[Referring expression data]

**********

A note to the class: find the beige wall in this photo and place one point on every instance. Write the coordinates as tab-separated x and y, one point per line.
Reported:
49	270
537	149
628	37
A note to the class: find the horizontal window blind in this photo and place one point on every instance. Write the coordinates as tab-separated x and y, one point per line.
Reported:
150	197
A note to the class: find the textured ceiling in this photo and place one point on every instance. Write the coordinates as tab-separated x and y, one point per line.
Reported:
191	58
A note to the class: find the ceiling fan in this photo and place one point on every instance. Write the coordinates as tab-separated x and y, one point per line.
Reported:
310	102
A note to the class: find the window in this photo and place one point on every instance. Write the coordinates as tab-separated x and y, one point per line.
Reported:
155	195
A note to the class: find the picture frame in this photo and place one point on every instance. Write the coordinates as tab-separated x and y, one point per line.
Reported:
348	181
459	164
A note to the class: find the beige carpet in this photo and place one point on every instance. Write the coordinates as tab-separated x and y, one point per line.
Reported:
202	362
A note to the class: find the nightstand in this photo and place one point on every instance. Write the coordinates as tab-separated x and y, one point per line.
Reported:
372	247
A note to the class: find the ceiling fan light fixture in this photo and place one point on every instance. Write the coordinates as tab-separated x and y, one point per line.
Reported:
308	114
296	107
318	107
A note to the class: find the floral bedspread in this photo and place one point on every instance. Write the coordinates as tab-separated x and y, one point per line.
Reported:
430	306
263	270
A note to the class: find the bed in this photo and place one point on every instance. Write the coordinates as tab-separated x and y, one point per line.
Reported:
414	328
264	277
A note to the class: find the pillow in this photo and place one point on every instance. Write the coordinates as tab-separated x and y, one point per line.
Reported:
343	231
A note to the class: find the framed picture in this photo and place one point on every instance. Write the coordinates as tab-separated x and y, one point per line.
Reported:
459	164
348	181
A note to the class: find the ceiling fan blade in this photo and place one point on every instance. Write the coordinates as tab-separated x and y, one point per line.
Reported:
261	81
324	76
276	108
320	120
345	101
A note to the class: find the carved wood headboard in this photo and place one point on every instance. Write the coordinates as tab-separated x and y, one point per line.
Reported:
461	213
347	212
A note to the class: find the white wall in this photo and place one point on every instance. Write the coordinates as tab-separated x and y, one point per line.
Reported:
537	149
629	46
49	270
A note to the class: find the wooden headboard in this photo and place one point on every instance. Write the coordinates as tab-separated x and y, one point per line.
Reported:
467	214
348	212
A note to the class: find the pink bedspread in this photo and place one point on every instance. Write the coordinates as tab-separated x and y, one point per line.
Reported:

**********

### [The problem]
Line by line, the data should be returned exactly as written.

### [Answer to this exercise]
A note to the class: find the beige wall in this photo and place one point on every instance. Write the coordinates as tab-separated x and y, one point per line.
Reported:
49	270
537	149
628	37
A note to the class: find the horizontal window blind in this photo and place one point on every instance. Write the coordinates as tab-separated x and y, one point per line.
Reported:
150	197
A note to the class: find the textured ceiling in this photo and place one point on every instance. Write the coordinates as tab-separated x and y, one point per line.
Reported:
191	58
A note to the class: find the ceiling fan in this photo and place one point on every instance. Write the coordinates as tab-separated x and y, one point per line.
Reported:
310	102
A note to the class: find the window in this photo and place one point on every instance. Write the coordinates as tab-separated x and y, one point per line.
Reported:
155	195
A note to the class: find the picture frame in this photo and place one point on every instance. Write the coordinates as tab-separated x and y, one point per line.
Reported:
348	181
459	164
A note to the class: find the beige carpet in this photo and place one point on every instance. Write the coordinates as tab-separated x and y, one point per line.
Reported:
202	362
A note to the class: find the nightstand in this photo and place one point on every instance. Write the coordinates as tab-separated x and y, one point per line.
Reported:
372	247
A note to the class: find the ceiling fan light fixture in this photo and place one point on every instance. Write the coordinates as tab-separated x and y, one point per line.
Reported:
308	114
296	107
318	107
A note to the class: find the floral bedspread in this photo and place one point on every instance. Write the coordinates as tab-separated x and y, one point per line.
Reported:
430	306
263	270
A note to the class: find the bed in this photo and place one point on every instance. Write the coordinates as tab-separated x and y, one point per line.
Reported:
414	328
264	277
A note to the class: find the pillow in this photo and place one point on every instance. Write the coordinates as tab-separated x and y, one point per line.
Reported:
343	231
A note to the class: find the framed picture in this photo and place one point on every instance. Write the coordinates as tab-separated x and y, one point per line.
Reported:
459	164
348	181
A note to the class: find the ceiling fan blade in this photo and place one point on every instance. Write the coordinates as tab-separated x and y, one point per line.
Reported:
261	81
324	76
276	108
320	120
345	101
A note to the class: find the carved wood headboard in this photo and place one point on every instance. Write the coordinates as tab-separated x and y, one point per line.
Reported:
461	213
347	212
A note to the class: find the white wall in this photo and place one point on every instance. Write the coordinates as tab-separated x and y, one point per line.
Reported:
537	149
629	46
49	270
A note to the class: find the wooden headboard in this photo and place one point on every instance. Write the coordinates as tab-separated x and y, one point per line.
Reported:
467	214
348	212
A note to the class: find the pink bedspread in this photo and place one point on every instance. Write the coordinates as tab-separated x and y, one point per line.
Reported:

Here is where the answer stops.